■ STATED EXERCISE 1
Decide whether each statement below agrees with the post on things not to say to adoptive parents, answering yes or no and quoting the words of the post that settle it. (a) The author says most of the comments come from strangers or acquaintances. (b) The post that inspired this one was about adoptive parents. (c) The author says the children legally became the couple's own once they were adopted.
■ STATED EXERCISE 2
Carry the post on things not to say to adoptive parents forward from its last sentence.

■ TEXT EXTRACT

---*---

Adoptive Family

9 Things Not To Say To Adoptive Parents

I recently read a brilliant post by the lovely Catie over at entitled 10 Things Not To Ask An Autism Parent which had me nodding along from beginning to end.  It got me thinking about the types of things I’m either asked as an adoptive parent or throw away comments made by people one they realise the children are adopted.  Nearly all of these are from strangers or acquaintances  – thankfully my friends wouldn’t consider saying them! They range from the inquisitive to the downright odd!

So here is my list of 10 things to avoid saying to an adoptive parent:

  1. So, what were their real parents like?  Ummm, I have to tell you that I am their real parent! I’m not the fake one, or the imaginary one, or the pretend one – I’m their real mum! Once we adopted them, they legally became our children – for real!
  2. Gosh, they don’t look adopted!  What?? What do adopted children look like? Yes they are clean and looked after and well dressed and can use a knife and fork (well on good days!) They are children, which is what they look like!

---*---

■ EXTRACTED RECORDS
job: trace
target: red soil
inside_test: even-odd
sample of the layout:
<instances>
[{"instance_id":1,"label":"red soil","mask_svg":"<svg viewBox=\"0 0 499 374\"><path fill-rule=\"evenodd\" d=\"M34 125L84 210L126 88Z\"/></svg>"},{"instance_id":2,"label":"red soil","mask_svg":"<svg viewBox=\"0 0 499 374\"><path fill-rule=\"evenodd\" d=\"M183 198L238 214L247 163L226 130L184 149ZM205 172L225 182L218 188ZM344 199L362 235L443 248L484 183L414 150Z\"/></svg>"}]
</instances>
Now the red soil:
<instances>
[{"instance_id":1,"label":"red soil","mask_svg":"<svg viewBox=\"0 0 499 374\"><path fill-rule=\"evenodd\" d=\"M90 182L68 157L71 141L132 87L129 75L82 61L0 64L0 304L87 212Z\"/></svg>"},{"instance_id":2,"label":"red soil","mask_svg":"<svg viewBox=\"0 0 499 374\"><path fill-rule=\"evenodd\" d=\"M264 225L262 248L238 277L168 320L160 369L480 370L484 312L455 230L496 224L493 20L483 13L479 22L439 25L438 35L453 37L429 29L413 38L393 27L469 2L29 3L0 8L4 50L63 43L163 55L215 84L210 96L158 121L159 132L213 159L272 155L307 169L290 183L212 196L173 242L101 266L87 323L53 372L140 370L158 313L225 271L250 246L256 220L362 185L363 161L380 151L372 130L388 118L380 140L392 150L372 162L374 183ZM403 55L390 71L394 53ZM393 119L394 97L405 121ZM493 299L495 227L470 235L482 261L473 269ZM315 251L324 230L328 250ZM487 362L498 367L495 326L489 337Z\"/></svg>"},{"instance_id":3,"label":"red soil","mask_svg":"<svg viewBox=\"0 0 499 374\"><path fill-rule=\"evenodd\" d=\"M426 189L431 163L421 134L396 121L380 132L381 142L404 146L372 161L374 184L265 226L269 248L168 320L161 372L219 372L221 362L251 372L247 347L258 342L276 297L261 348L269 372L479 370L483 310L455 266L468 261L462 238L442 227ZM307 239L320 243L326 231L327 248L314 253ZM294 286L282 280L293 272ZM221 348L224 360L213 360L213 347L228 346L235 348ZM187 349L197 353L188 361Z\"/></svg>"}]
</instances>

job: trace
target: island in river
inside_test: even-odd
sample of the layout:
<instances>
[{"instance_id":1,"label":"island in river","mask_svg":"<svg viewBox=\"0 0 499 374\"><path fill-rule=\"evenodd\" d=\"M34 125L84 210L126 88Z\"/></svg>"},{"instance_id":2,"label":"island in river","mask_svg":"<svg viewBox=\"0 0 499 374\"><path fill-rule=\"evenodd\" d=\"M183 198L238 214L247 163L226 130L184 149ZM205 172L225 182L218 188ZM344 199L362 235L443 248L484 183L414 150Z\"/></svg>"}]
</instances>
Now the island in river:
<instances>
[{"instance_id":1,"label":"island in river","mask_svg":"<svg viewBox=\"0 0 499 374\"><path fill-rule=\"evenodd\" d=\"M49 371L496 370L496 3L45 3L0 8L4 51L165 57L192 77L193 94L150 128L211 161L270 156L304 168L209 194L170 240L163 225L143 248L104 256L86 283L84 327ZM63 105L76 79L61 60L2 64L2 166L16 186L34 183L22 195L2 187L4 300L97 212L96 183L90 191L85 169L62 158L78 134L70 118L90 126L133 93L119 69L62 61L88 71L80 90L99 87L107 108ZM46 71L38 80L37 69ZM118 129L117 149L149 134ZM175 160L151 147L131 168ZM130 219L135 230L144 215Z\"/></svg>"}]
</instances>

---*---

■ RESPONSE 1
(a) Yes: "Nearly all of these are from strangers or acquaintances"
(b) No: "10 Things Not To Ask An Autism Parent"
(c) Yes: "Once we adopted them, they legally became our children"

■ RESPONSE 2
  3. Aren’t they lucky to have been adopted by you? I understand what you are getting at here but, no not really.  I wouldn’t say that they were lucky at all with the start they have had. Yes it has become significantly better for them, but I definitely wouldn’t call it lucky.  I wish that they had had a good start in life and hadn’t had to have gone through all the trauma and emotional upset that no child should have to deal with.
  4. Don’t they look like you! That’s very nice of you to say and to try to find similarities, but we really are OK with the fact that we don’t really look alike.
  5. What do you know about their background? Umm, pretty much everything.  But please don’t ask me to go into detail – it isn’t my story to tell, it it theirs, and they will decide if and when they want to tell anyone about it in the future.
  6. What do they call you? Umm, Mum??  Yep, they call me Mum and Mr N, Dad, because, well that’s who we are!
  7. Why did you choose your children? Well, we didn’t choose them.  It really doesn’t work like that!  In fact, we were chosen as their parents over other adoptive parents, rather than us choosing the children.  The emphasis is on finding the right parents for the child!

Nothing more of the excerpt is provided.